* [Prompt]: Please report every line in the entries that contains the string "stalk".

Stored records:
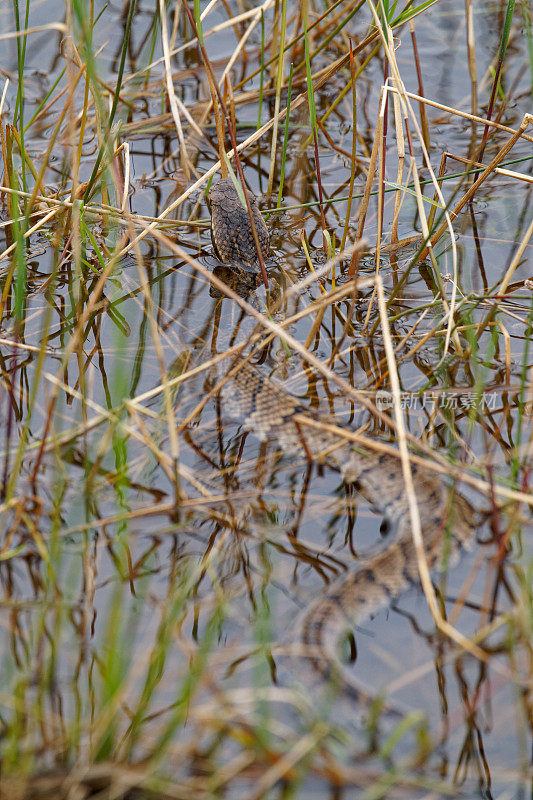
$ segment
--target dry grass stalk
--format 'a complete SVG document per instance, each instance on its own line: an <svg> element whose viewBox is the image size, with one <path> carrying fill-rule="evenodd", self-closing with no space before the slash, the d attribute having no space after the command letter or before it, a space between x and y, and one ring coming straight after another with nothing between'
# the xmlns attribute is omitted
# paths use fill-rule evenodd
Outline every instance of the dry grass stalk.
<svg viewBox="0 0 533 800"><path fill-rule="evenodd" d="M511 138L507 141L507 143L499 150L498 154L494 156L490 164L483 170L479 178L472 184L472 186L468 189L467 192L463 195L461 200L454 206L454 208L449 212L450 219L453 221L459 212L465 207L465 205L474 197L479 187L487 180L487 178L494 172L495 168L498 164L503 161L505 156L513 149L516 142L522 137L523 133L526 131L528 125L531 125L533 122L533 116L531 114L525 114L522 120L522 123L516 133L514 133ZM436 233L433 234L430 241L428 242L428 247L433 247L438 240L441 238L443 233L445 233L446 229L448 228L448 221L443 222L442 225L437 229ZM426 254L426 251L422 253L422 258Z"/></svg>
<svg viewBox="0 0 533 800"><path fill-rule="evenodd" d="M357 161L357 97L355 91L355 64L352 43L350 42L350 87L352 90L352 152L350 161L350 184L348 188L348 205L346 207L346 219L344 221L344 228L342 231L341 250L346 246L346 237L348 235L348 226L350 224L350 215L352 211L352 198L353 187L355 182L355 169ZM319 123L321 126L323 122Z"/></svg>
<svg viewBox="0 0 533 800"><path fill-rule="evenodd" d="M409 20L409 30L411 33L411 42L413 45L413 55L415 59L415 67L416 67L416 75L418 78L418 93L421 97L424 97L424 85L422 82L422 70L420 69L420 59L418 57L418 47L416 44L416 34L415 34L415 25L412 19ZM422 135L424 137L424 144L426 145L426 149L429 152L430 150L430 141L429 141L429 125L428 125L428 118L426 113L426 106L424 103L419 103L419 111L420 111L420 127L422 128Z"/></svg>
<svg viewBox="0 0 533 800"><path fill-rule="evenodd" d="M482 164L480 161L472 161L468 158L463 158L463 156L455 155L454 153L445 152L442 155L442 162L445 164L446 159L451 158L454 161L459 161L460 164L468 164L469 168L472 167L481 167L485 169L485 164ZM505 178L511 178L512 180L516 181L523 181L524 183L533 183L533 177L531 175L526 175L524 172L516 172L512 169L502 169L501 167L496 167L494 170L496 175L503 175Z"/></svg>
<svg viewBox="0 0 533 800"><path fill-rule="evenodd" d="M429 567L424 552L424 541L422 538L422 530L420 527L418 502L417 502L415 486L413 483L411 465L409 462L410 456L409 456L409 450L407 449L407 437L406 437L405 425L401 409L400 382L398 380L398 373L396 370L396 363L394 359L394 349L392 346L392 341L390 336L389 322L387 318L387 308L385 305L385 292L383 290L383 282L381 280L380 275L376 275L376 289L377 289L381 326L383 330L385 352L387 354L387 363L389 368L389 377L391 381L392 397L394 401L394 419L396 422L396 432L398 436L398 448L400 451L400 458L402 462L402 472L405 481L405 491L407 493L407 498L409 502L411 530L413 533L413 541L417 552L418 571L420 574L422 588L424 589L424 594L426 596L426 600L428 602L431 615L439 630L441 630L444 634L446 634L446 636L448 636L454 642L459 644L467 652L471 653L471 655L475 656L480 661L486 662L489 660L489 656L487 655L487 653L485 653L485 651L482 650L477 645L473 644L470 639L468 639L466 636L460 633L460 631L458 631L456 628L450 625L450 623L447 620L444 619L441 610L439 608L437 598L435 596L435 591L433 589L433 584L431 582L431 575L429 572Z"/></svg>
<svg viewBox="0 0 533 800"><path fill-rule="evenodd" d="M422 235L424 237L424 241L427 242L429 240L429 228L428 228L427 219L426 219L426 209L424 208L424 203L423 203L423 200L422 200L422 191L421 191L421 188L420 188L420 180L418 178L418 169L417 169L416 162L415 162L414 158L411 160L411 167L412 167L412 170L413 170L413 180L414 180L414 184L415 184L416 202L417 202L417 206L418 206L418 214L420 216L420 221L421 221L421 224L422 224ZM445 312L446 312L446 314L448 316L448 328L447 328L447 331L446 331L446 341L445 341L445 344L444 344L444 353L443 353L443 356L442 356L443 359L446 357L446 353L448 352L448 345L449 345L451 336L453 336L456 352L459 355L462 355L462 353L463 353L463 348L461 346L461 341L459 339L459 334L457 333L457 331L453 331L452 332L453 323L454 323L455 299L456 299L456 295L457 295L457 251L456 251L456 246L455 246L455 237L452 237L452 248L453 248L453 256L454 256L454 258L453 258L452 297L451 297L451 300L450 300L450 305L448 305L448 301L446 300L446 293L444 291L444 285L443 285L441 277L440 277L440 272L439 272L439 267L438 267L438 264L437 264L437 259L435 258L435 254L433 253L433 248L432 247L428 248L429 255L430 255L430 258L431 258L431 262L433 264L433 269L434 269L435 275L437 276L437 280L438 280L438 284L439 284L439 290L440 290L440 295L441 295L441 299L442 299L442 305L443 305L444 310L445 310Z"/></svg>
<svg viewBox="0 0 533 800"><path fill-rule="evenodd" d="M400 99L396 93L392 95L393 108L394 108L394 126L396 130L396 146L398 148L398 171L396 174L396 183L402 186L403 183L403 167L405 162L405 139L403 135L403 119L400 108ZM410 175L410 173L409 173ZM409 176L407 176L406 183L409 183ZM394 212L391 223L391 242L398 241L398 218L400 216L400 209L402 207L402 199L405 197L405 191L402 192L398 189L394 195Z"/></svg>
<svg viewBox="0 0 533 800"><path fill-rule="evenodd" d="M383 105L383 91L380 95L380 102L379 102L380 109L382 108L382 105ZM363 236L366 213L368 211L368 204L370 202L370 193L372 191L372 184L374 182L374 177L375 177L376 161L379 153L379 143L383 135L382 124L383 124L383 117L380 112L378 114L378 119L376 123L376 131L374 133L374 143L372 145L372 153L370 155L370 164L368 165L368 175L365 184L365 192L361 200L361 204L359 206L359 211L358 211L356 240L361 239Z"/></svg>
<svg viewBox="0 0 533 800"><path fill-rule="evenodd" d="M398 92L399 90L396 87L391 87L389 91ZM494 128L495 130L503 131L505 133L514 134L517 132L515 128L510 128L508 125L501 125L498 122L494 122L494 120L475 116L474 114L470 114L468 111L461 111L459 108L453 108L452 106L444 105L444 103L439 103L437 100L430 100L428 97L421 97L413 92L408 92L405 88L402 89L401 94L405 95L405 97L408 97L410 100L416 100L417 102L424 103L424 105L431 106L432 108L438 108L440 111L444 111L452 116L468 119L478 125L488 125L490 128ZM526 142L533 142L533 136L528 136L526 133L522 133L522 138Z"/></svg>
<svg viewBox="0 0 533 800"><path fill-rule="evenodd" d="M180 109L179 109L179 105L183 107L183 104L181 103L181 101L179 101L178 103L178 98L176 97L176 93L174 92L174 83L172 81L172 67L170 64L170 48L168 44L167 11L164 0L159 0L159 19L161 22L161 43L163 45L163 54L165 59L165 80L167 84L167 96L168 96L168 101L170 103L170 109L172 111L174 124L176 125L178 140L180 143L180 152L181 152L183 170L185 172L185 177L187 178L187 180L189 180L191 172L193 172L193 174L196 175L196 177L198 177L198 173L196 172L194 166L192 165L189 159L189 155L187 153L187 146L185 144L185 137L183 135L183 128L181 125Z"/></svg>
<svg viewBox="0 0 533 800"><path fill-rule="evenodd" d="M267 198L270 199L272 195L272 187L274 185L274 173L276 171L276 148L278 142L278 123L279 123L279 106L281 100L281 88L283 85L284 75L284 52L285 52L285 28L287 19L287 0L281 2L281 24L280 24L280 42L279 42L279 56L277 60L276 75L276 99L274 102L274 115L272 126L272 141L270 144L270 169L268 173L268 187Z"/></svg>
<svg viewBox="0 0 533 800"><path fill-rule="evenodd" d="M501 284L500 284L500 286L498 288L498 292L497 292L497 295L498 295L499 298L501 298L501 297L503 297L503 295L505 295L505 292L507 291L507 288L508 288L508 286L509 286L509 284L511 282L511 278L513 277L518 265L522 261L524 253L526 251L526 247L528 246L532 236L533 236L533 220L529 223L529 226L528 226L528 229L527 229L527 231L526 231L526 233L524 235L524 238L520 242L520 245L518 246L518 249L517 249L516 253L513 256L513 260L509 264L509 267L508 267L505 275L503 276L503 280L502 280L502 282L501 282ZM478 326L478 329L477 329L477 332L476 332L476 338L477 339L479 339L479 337L481 336L481 334L483 333L483 331L485 330L487 325L489 325L489 323L494 319L494 315L496 314L496 312L498 310L498 307L499 307L499 302L498 302L498 300L496 300L494 302L494 304L492 305L492 307L491 307L489 313L487 314L487 316L479 323L479 326Z"/></svg>
<svg viewBox="0 0 533 800"><path fill-rule="evenodd" d="M465 0L466 8L466 44L468 49L468 69L470 71L470 97L471 113L477 114L477 66L476 66L476 37L474 31L474 9L472 0ZM422 92L421 92L422 94Z"/></svg>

* [Result for this task]:
--target dry grass stalk
Outline every instance of the dry grass stalk.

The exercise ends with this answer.